• Texto de la página:
De paso, completan la postal zoológica de la ciudad. Su vida cultural se estimula cuando el primer ministro británico ofrece una charla en mi universidad. Cuando Zapatero es ovacionado en la biblioteca de la universidad de Columbia o Evo Morales imparte divaga sobre el derecho de acceso al agua para la población, en la representación permanente de Palestina ante la ONU.
Todo esto, sin embargo, tiene poco que ver con los asuntos que se supone que han venido a discutir – no sé cómo lo harán, si la mitad de ellos no se dirigen la palabra por razones de institucionalizadas de rencor nacional, pero eso es harina de otro costal- los Objetivos del Milenio.
Los Objetivos del Milenio es un noble plan de actuación en ocho campos distintos, básicos para la humanidad, acordado en Nueva York en el año 2000 por todos los estados reconocidos por las NN.UU., que prevé resultados concretos para el año 2015. Incluyen la universalización de la enseñanza primaria (ja), la consecución de la autonomía de la mujer y la salud materna (ja, ja), la lucha contra el sida y el paludismo (ja, ja, ja), el sustento del medioambiente (ja, ja, ja, ja) y la reducción de la mortalidad infantil y la erradicación de la pobreza extrema y el hambre (perdón, me quedé sin risas).
Y, aunque yo no tenga, dan risa. Payasos. No sé qué pensarán contarse estos señores, ni qué se apuntarán como logro para justificar los millones gastados, pero yo he visto con mis ojos el milenario fracaso de los Objetivos. Creo que estarían de acuerdo conmigo, pero probablemente ninguna de las mujeres centroamericanas cuya situación se deteriora cada día podrá venir a este teatro del mundo a contar su trocito de milenio. Ni podrá ninguno de los pocos supervivientes de la epidemia de Cólera provocada por el hambre, la miseria y la hiperinflación económica en Zimbabue en 2008. Los refugiados, los desplazados, todos los viejos pobres de China y los nuevos de Pakistán tampoco podrán. Todos están muy lejos de las Naciones Unidas. Tan lejos como el millón de pobres que hay en Nueva York, pero no tanto como para que nadie los vea.
Muchos de los políticos que se mezclan con la gente estos días los han visto. En las conferencias, se dejan preguntar por el absurdo del milenio, de los objetivos y de la ONU. Quizá porque no les queda más remedio, se agarran a su estrado, o se retuercen en la silla, responden como pueden y de mala gana se pintan una sonrisa dolorida para salir del paso.
Pero saben lo que hay. Saben que, vista de cerca, una cumbre de alta política internacional no se distingue de un congreso de podólogos en Cuenca. Muchas mesas redondas con galletitas danesas, conferenciantes que se han preparado la presentación en los ratos libres del trayecto de casa al trabajo en autobús, carpetas de publicidad de medicamentos, gente con resaca entre el auditorio y una absoluta sensación de intrascendencia.
No pretendo hacer pornografía sentimental barata, un ejercicio de progresía, cómoda, estúpida e irreflexiva. Y perdón si esa es la impresión. Sólo digo que hay que ser muy ciego, muy imbécil o muy caradura, para no darse cuenta de que el tinglado no funciona y que algún día nos lo tendremos que decir a la cara. Ése será probablemente el momento más doloroso. Quizá entonces la situación no tenga vuelta atrás y la sonrisa que traemos maquillada se deshaga, churretosa, en una mancha de sangre en la mejilla. Nos lamentaremos por el tiempo perdido y, por qué no decirlo, por todos los muertos.
Pero eso no será esta semana, en Nueva York, aunque a muchos de los que ocupen asientos no les falten ganas. No será en este congreso de circo. Muchos querrán llorar, pero tendrán que actuar como artistas que hacen de tripas corazón y de miseria sonrisa. Volverán a resultar graciosos, con sus trajes, ademanes y dichos y gestos apropiados.
Es curioso. Ésa es, según el diccionario de la Real Academia, es la definición de payasos. Graciosos, con trajes, ademanes y gestos apropiados. Payasos, en las Naciones Unidas, aunque sólo sea etimológicamente.

• Orden de trabajo: Cambia "postal zoológica" por "estampa zoológica" y copia el fragmento del texto sobre la cumbre de la ONU que comienza con "De paso, completan" y continúa hasta "ante la ONU.".

• Muestras de datos:
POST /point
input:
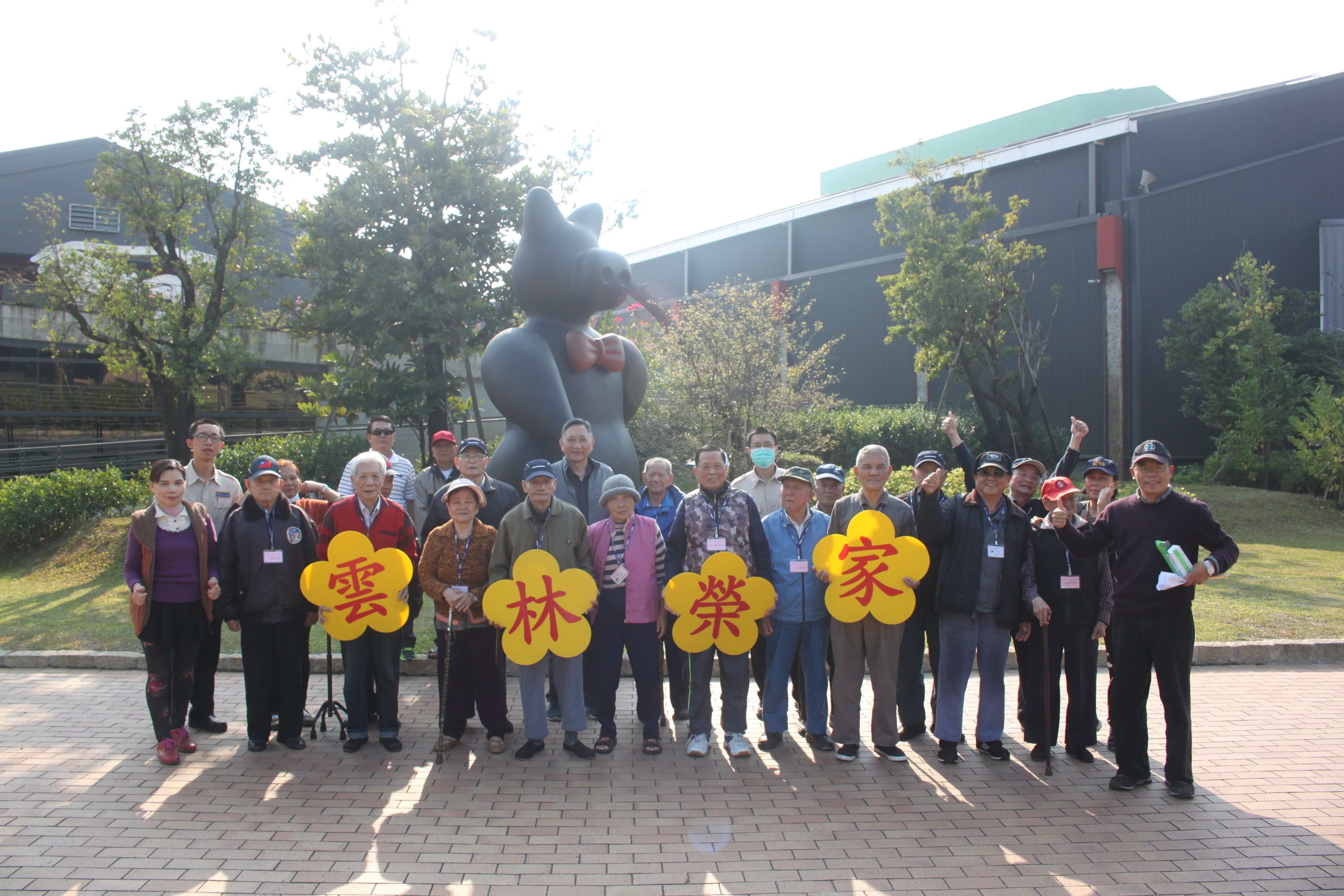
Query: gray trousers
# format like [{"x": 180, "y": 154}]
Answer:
[
  {"x": 878, "y": 647},
  {"x": 734, "y": 678},
  {"x": 964, "y": 637},
  {"x": 569, "y": 683}
]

• Resultado:
De paso, completan la estampa zoológica de la ciudad. Su vida cultural se estimula cuando el primer ministro británico ofrece una charla en mi universidad. Cuando Zapatero es ovacionado en la biblioteca de la universidad de Columbia o Evo Morales imparte divaga sobre el derecho de acceso al agua para la población, en la representación permanente de Palestina ante la ONU.